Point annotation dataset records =
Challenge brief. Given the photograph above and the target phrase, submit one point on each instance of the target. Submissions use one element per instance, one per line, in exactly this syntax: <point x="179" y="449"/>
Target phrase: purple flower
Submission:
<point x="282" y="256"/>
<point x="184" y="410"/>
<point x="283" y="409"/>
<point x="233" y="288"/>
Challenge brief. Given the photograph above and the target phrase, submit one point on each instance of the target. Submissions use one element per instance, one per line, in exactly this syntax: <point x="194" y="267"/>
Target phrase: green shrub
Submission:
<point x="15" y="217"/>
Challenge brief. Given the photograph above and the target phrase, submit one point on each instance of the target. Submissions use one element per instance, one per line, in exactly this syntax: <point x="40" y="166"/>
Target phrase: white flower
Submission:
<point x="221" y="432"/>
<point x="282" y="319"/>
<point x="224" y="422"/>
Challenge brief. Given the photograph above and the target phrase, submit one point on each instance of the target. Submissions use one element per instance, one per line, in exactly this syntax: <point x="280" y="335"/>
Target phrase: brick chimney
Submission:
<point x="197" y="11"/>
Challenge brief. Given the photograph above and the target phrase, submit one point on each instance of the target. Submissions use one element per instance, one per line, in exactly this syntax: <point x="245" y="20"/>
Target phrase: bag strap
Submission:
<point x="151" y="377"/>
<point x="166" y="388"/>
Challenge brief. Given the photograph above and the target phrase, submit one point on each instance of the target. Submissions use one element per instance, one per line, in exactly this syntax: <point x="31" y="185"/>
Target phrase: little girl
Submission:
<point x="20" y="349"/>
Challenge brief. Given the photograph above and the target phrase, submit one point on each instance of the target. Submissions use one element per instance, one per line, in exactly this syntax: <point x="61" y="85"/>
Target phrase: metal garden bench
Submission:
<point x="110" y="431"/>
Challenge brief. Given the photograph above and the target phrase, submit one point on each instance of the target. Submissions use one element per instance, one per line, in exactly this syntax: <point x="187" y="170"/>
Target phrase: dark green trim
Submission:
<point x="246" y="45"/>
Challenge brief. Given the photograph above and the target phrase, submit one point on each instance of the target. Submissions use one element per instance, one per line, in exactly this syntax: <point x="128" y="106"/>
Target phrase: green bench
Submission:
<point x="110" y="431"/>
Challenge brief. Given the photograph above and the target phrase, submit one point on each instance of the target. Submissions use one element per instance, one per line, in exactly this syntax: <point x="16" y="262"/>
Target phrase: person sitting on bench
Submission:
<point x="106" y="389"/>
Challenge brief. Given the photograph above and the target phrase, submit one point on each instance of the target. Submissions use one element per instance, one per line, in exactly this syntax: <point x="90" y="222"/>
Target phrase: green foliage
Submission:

EXERCISE REQUIREMENTS = Using the data above, repeat every line exactly.

OUTPUT FOR THIS EXERCISE =
Challenge brief. Given the photograph above and the target phrase, submit one point on each instance of the target. Submissions use one element per instance, one per line, in exactly this syntax: <point x="179" y="449"/>
Target phrase: purple flower
Submission:
<point x="282" y="256"/>
<point x="184" y="410"/>
<point x="283" y="409"/>
<point x="233" y="288"/>
Challenge brief. Given the photograph above and the target phrase, submit one point on each instance of the target. Submissions use one element per instance, one per line, in exactly this syntax: <point x="194" y="267"/>
Target phrase: green shrub
Submission:
<point x="15" y="217"/>
Challenge brief. Given the photograph above and the target phrase, submit one point on each instance of the target. Submissions use one element per instance, one per line, in exactly this syntax: <point x="40" y="166"/>
Target phrase: white flower
Submission:
<point x="221" y="432"/>
<point x="282" y="319"/>
<point x="224" y="422"/>
Challenge brief. Given the photograph above and the target phrase, submit one point on each instance of the target. Submissions use one element per instance, one per line, in exactly this syntax: <point x="280" y="335"/>
Target phrase: brick chimney
Submission:
<point x="197" y="11"/>
Challenge brief. Given the photograph above and the target phrase, submit one point on each instance of the target. Submissions use one element per instance, one per line, in exactly this syntax: <point x="245" y="20"/>
Target phrase: bag strap
Submission:
<point x="151" y="377"/>
<point x="166" y="388"/>
Challenge brief. Given the photograph above and the target phrase, submit one point on each instance of the target. Submissions use one element per instance, one per line, in exactly this syntax: <point x="31" y="185"/>
Target phrase: little girl
Submission:
<point x="20" y="349"/>
Challenge brief. Given the photograph above and the target phrase, submit one point on each instance of the target. Submissions use one element per instance, one per line, in exactly this syntax: <point x="61" y="85"/>
Target phrase: metal garden bench
Submission:
<point x="110" y="431"/>
Challenge brief. Given the photograph above and the target phrase, submit one point on each instance of the target. Submissions use one element per instance, one per line, in exactly this syntax: <point x="187" y="170"/>
Target phrase: dark green trim
Submission:
<point x="246" y="45"/>
Challenge brief. Given the photograph above and the target phrase, submit one point on each instance of the target. Submissions use one element per instance, one per line, in exactly this syntax: <point x="128" y="106"/>
Target phrase: green bench
Submission:
<point x="110" y="431"/>
Challenge brief. Given the photograph above and the target phrase, submit one point on each instance of the target. Submissions use one element per instance, one per line, in exactly this syntax: <point x="16" y="262"/>
Target phrase: person sitting on bench
Submission:
<point x="106" y="389"/>
Challenge brief. Given the photograph above and the target phrase, submit one point on each instance of the target. Submissions use one element per instance, one per line, in exactly this syntax: <point x="90" y="222"/>
Target phrase: green foliage
Submission:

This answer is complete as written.